■ Page text:
## BEGIN

# NOC list 2171 - Business analyst - Education needs to match



## IcemanSG (Jul 22, 2018)

Hi all,
I'm new to the forum. 

Please, can you answer my few queries?
1.
Does the education needs to match to the NOC List item 2171. Business Analyst.
Is it mandatory have Computer Engg or Comp Science as education?

I've 7.5 yrs exp as an IT Business Analyst but my education is all Management.
MBA in Finance.

If I get my education verified by WES & show my experience & provide all letters there won't be any points deducted (education to WES & Work ex to Immigration). 

2. 
For PNP as per my knowledge first we need to make an express entry EOI. Then when accepted. Then you can apply for PNP based on each province.
The provincial nomination is case to case based on each province.
The timing and needs to match & the skills also need to be matched.
Please can you someone share some light on the operational process.
I mean how does Express entry and PNP come in sync. I'm aware PNP is separate application & fees & admin process.

3.
Currently as per my estimations (IELTS) calculations is not 442 (approx cut off for ITA) Its around 430 or so Although if I score well I should be around 440.
What happens in case the total points do not meet ITA cut off. the application will be in their records. Do I have a deadline in between time to improve my scores by giving IELTS & getting better points?
Does it make sense to apply first then re take the test or get good points only then apply.

Thank you all for your support.


----------



## IcemanSG (Jul 22, 2018)

Hello folks.

Please can anyone share info or direct me would be much greatfull

Sent from my SM-G935F using Tapatalk


----------



## IcemanSG (Jul 22, 2018)

*2171 education requirements*

As per CIC website --

Employment requirements
A bachelor's degree in computer science, computer systems engineering, software engineering, business administration or a related discipline or Completion of a college program in computer science is usually required.
Experience as a computer programmer is usually required.
Certification or training provided by software vendors may be required by some employers.

So Business Administration is mentioned. But will it be MBA IT or is it Computer s Plus IT MBA .
Ive studied Management through out Grad in international Biz & MBA finance & worked as BA for Financial projects. Hope its accepted.

TIA


----------

## END

Excerpts of labeled region data:
## BEGIN

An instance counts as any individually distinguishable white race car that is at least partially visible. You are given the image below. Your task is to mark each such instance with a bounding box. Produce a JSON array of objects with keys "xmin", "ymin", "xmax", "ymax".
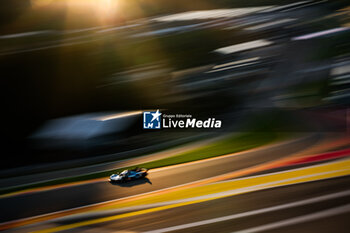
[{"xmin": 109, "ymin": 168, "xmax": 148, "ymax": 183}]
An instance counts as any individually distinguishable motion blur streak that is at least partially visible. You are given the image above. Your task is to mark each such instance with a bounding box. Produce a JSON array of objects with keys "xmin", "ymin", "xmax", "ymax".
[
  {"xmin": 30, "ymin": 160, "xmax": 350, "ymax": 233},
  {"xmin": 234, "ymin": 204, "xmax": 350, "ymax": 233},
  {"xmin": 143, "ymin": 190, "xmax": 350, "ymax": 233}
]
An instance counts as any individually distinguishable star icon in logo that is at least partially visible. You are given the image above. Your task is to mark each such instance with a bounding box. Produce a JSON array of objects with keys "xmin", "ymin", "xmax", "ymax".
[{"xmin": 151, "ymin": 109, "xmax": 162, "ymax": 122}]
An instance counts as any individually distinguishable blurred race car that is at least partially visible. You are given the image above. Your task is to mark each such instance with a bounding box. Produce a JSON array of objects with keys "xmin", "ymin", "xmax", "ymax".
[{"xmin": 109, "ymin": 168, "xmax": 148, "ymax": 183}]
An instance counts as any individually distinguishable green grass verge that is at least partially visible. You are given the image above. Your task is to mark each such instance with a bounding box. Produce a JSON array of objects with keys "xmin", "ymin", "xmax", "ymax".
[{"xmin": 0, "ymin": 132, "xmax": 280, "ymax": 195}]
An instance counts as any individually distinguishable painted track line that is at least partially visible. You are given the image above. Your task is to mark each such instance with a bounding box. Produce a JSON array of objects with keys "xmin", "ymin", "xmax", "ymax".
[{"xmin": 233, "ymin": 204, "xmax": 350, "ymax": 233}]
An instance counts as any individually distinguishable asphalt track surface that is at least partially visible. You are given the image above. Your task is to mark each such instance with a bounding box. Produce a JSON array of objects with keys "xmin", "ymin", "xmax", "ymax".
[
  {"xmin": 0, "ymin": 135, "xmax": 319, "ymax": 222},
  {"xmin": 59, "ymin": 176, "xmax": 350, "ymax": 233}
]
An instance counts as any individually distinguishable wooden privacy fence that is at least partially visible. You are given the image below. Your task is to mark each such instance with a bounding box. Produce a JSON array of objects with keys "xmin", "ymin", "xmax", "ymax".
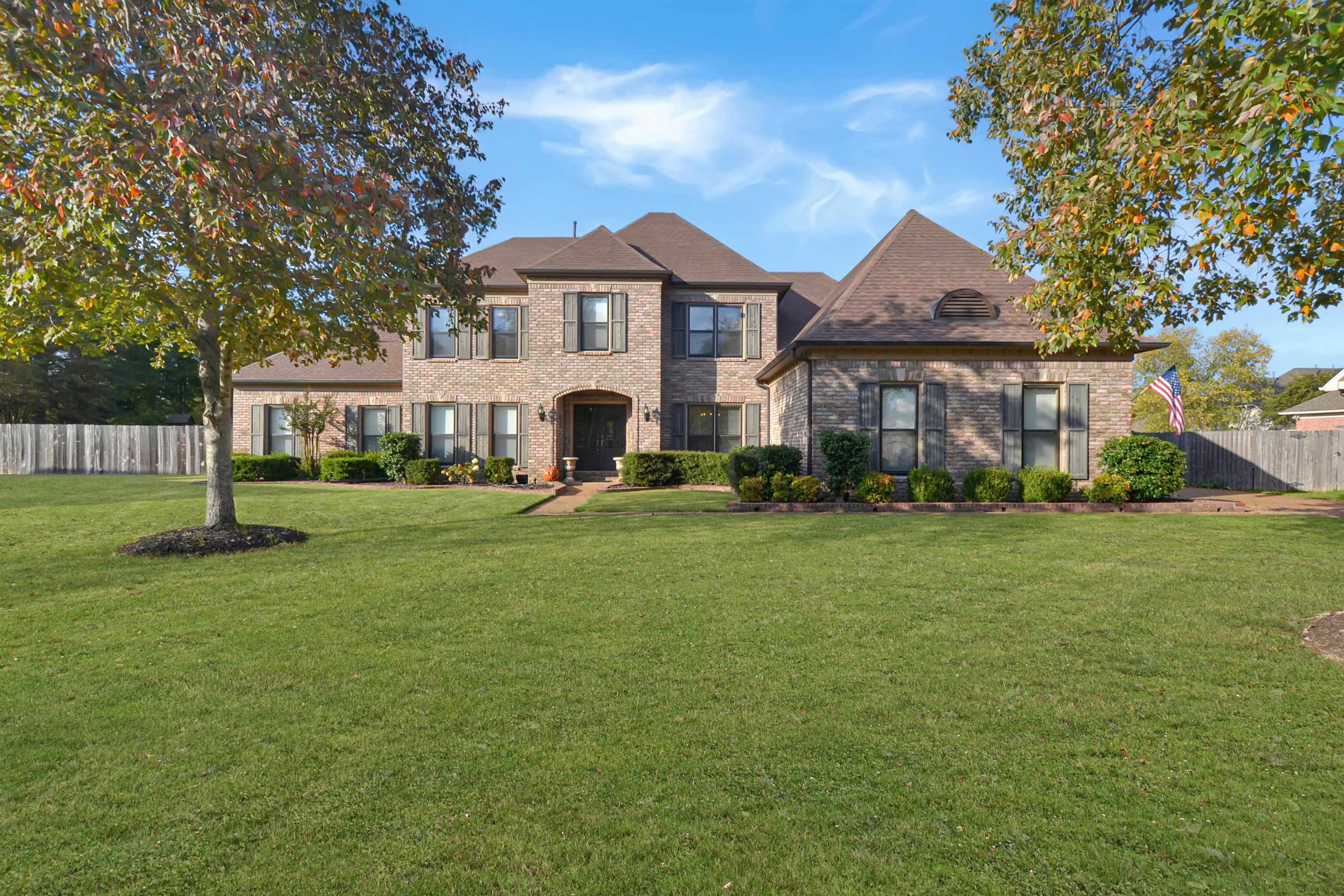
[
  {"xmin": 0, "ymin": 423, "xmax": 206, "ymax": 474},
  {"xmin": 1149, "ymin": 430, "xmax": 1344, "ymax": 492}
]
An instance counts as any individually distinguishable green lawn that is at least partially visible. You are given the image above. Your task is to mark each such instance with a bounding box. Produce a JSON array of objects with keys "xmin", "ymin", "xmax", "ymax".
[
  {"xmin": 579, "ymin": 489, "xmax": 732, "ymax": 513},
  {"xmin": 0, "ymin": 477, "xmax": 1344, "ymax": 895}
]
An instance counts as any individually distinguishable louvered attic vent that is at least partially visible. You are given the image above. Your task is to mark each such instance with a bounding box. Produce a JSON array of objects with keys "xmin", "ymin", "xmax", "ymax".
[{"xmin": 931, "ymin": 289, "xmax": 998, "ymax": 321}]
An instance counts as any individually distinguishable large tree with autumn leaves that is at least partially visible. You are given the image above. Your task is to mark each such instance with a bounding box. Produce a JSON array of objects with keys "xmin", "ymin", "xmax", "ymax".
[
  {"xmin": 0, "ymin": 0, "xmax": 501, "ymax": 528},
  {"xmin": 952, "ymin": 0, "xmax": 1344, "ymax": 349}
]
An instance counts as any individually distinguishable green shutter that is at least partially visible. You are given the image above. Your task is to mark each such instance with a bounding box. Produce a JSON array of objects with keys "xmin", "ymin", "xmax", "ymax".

## END
## BEGIN

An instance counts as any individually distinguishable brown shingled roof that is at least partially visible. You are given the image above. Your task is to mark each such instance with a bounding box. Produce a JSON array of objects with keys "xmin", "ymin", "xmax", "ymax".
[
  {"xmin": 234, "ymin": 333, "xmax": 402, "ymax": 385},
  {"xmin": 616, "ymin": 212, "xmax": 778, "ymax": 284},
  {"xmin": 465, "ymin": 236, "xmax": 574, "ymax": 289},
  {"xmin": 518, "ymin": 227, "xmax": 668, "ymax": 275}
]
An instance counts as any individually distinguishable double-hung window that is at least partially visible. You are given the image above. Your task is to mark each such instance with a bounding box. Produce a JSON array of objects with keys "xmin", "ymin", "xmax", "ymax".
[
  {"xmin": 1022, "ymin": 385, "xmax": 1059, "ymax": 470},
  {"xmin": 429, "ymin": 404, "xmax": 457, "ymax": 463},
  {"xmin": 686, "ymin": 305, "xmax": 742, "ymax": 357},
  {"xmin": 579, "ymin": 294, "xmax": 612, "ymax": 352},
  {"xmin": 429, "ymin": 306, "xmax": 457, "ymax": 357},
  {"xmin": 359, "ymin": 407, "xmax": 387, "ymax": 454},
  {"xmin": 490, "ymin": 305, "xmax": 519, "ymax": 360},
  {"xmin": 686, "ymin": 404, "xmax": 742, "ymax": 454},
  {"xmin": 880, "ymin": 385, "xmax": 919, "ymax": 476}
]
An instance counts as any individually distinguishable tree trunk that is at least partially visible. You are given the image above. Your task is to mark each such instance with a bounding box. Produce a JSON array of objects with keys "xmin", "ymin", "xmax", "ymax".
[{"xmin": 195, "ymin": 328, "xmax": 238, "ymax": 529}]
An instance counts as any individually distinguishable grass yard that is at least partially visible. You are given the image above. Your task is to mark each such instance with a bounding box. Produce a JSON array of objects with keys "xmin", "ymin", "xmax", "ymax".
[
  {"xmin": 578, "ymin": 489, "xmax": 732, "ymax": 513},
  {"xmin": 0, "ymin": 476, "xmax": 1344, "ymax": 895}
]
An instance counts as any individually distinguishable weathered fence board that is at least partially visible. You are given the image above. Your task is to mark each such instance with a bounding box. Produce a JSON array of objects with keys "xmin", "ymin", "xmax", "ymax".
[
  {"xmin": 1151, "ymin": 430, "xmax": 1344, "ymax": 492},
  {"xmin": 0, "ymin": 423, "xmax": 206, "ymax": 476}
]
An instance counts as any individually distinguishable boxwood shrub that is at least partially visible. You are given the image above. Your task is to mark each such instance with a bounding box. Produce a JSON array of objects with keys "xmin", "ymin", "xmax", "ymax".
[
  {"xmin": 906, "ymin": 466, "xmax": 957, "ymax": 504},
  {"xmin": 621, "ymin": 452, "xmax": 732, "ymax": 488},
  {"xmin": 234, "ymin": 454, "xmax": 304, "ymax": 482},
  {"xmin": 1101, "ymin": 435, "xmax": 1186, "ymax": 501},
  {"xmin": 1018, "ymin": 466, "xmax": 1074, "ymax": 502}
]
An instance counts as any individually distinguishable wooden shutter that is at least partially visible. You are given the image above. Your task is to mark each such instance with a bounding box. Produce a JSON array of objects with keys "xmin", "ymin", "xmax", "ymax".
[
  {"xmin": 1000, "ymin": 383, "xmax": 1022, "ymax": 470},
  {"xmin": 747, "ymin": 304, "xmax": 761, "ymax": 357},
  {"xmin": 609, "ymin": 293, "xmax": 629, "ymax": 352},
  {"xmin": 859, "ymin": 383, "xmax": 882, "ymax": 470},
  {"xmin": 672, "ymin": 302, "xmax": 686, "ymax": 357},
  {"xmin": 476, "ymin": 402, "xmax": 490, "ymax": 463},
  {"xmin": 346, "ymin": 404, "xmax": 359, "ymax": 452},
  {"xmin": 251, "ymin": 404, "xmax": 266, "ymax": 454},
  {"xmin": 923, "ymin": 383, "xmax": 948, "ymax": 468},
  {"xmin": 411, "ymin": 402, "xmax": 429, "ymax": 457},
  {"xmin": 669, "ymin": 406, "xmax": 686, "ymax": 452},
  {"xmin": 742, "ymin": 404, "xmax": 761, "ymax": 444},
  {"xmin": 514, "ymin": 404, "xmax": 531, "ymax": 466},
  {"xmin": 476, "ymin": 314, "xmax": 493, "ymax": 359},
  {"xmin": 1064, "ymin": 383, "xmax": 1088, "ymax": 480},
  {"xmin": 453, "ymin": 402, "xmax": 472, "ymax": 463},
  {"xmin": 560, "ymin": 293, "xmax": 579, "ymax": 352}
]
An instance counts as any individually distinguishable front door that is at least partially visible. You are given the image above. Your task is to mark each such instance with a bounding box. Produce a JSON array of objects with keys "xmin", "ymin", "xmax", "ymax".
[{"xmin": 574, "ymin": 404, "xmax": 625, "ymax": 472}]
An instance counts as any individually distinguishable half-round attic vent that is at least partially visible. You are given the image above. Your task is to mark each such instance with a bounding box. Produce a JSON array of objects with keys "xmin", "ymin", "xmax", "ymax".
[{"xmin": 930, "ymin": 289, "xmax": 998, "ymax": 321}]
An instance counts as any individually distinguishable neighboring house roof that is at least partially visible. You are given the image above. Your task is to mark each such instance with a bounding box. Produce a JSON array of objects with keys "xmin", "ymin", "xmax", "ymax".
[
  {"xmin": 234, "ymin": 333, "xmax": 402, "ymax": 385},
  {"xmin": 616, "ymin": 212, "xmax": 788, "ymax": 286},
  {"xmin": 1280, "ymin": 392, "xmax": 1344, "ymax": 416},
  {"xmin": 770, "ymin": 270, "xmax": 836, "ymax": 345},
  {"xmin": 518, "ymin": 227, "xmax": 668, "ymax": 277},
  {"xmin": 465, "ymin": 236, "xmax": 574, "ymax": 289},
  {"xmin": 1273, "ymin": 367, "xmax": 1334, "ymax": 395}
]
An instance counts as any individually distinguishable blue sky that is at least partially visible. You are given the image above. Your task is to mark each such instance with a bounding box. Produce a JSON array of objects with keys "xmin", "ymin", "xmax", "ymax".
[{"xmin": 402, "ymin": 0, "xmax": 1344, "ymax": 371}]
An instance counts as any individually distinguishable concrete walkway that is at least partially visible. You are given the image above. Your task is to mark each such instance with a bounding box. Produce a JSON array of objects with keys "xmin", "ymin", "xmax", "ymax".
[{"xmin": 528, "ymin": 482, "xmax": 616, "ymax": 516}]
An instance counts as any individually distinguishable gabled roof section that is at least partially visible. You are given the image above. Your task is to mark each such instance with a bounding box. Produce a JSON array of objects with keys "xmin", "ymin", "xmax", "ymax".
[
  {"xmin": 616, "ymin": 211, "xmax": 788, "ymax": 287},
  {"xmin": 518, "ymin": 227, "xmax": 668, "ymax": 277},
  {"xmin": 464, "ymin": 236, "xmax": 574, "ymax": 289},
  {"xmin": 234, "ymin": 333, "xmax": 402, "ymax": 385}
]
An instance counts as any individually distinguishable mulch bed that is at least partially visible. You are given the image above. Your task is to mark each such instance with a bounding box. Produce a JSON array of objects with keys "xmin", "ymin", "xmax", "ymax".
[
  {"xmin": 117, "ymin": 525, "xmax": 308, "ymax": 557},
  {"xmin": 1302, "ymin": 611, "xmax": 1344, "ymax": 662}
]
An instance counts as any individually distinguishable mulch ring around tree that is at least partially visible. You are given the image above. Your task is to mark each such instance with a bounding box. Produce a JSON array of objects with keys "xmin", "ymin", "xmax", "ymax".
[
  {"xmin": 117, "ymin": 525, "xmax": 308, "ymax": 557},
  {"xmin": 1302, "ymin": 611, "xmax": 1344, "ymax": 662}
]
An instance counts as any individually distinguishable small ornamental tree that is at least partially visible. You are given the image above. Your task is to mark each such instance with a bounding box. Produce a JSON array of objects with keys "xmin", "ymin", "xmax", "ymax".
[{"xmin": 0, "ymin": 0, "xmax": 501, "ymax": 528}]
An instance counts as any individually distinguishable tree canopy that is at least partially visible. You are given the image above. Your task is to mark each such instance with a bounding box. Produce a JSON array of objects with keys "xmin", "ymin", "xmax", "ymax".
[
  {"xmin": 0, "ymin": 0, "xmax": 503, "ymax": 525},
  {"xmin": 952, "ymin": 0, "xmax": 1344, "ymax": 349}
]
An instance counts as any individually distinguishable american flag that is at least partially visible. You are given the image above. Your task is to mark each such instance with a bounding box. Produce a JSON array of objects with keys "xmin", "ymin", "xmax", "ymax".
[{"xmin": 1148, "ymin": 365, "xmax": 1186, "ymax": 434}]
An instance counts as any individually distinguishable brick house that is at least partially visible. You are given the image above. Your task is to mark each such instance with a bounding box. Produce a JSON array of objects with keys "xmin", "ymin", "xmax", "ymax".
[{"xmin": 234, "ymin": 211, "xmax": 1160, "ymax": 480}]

## END
## BEGIN

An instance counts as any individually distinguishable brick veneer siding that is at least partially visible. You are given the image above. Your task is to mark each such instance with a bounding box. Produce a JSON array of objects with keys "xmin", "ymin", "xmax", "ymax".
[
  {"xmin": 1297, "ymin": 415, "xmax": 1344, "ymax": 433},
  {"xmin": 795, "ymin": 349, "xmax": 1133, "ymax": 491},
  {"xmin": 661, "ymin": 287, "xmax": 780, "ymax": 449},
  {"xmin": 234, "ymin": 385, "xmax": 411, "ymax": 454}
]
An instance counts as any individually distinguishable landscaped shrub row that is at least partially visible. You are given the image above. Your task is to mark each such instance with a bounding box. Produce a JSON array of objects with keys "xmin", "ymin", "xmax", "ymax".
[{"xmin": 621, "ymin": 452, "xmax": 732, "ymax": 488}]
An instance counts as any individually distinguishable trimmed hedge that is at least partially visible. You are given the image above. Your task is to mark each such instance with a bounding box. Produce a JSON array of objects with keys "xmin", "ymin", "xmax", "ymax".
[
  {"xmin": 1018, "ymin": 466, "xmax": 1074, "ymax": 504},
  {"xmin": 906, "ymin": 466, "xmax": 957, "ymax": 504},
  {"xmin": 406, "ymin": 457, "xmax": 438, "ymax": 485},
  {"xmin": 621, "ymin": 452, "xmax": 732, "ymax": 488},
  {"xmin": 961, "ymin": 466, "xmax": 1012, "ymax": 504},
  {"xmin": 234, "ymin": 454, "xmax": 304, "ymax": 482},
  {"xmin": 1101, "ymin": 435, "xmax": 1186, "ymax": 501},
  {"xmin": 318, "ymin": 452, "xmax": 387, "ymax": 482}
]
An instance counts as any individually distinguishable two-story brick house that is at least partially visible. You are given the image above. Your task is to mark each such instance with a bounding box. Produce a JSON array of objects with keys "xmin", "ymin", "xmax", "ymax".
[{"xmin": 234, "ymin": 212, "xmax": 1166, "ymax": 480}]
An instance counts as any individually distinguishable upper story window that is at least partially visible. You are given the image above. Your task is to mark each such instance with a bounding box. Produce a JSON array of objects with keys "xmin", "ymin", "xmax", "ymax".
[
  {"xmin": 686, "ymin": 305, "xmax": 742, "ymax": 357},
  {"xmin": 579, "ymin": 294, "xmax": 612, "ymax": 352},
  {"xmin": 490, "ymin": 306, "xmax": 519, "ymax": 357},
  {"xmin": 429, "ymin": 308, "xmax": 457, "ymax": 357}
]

## END

■ Goal of the exercise:
Answer these from the forum thread on NOC 2171:
(a) How many years of experience as an IT Business Analyst does the poster report?
(b) What approximate ITA cutoff does the poster cite, and what score do the poster's current estimates come to?
(c) In which disciplines does the quoted list of employment requirements name a bachelor's degree?
You won't need the items for this work.

■ Solution to the exercise:
(a) 7.5 years.
(b) The cutoff is about 442, and the current estimate is around 430.
(c) Computer science, computer systems engineering, software engineering, business administration or a related discipline.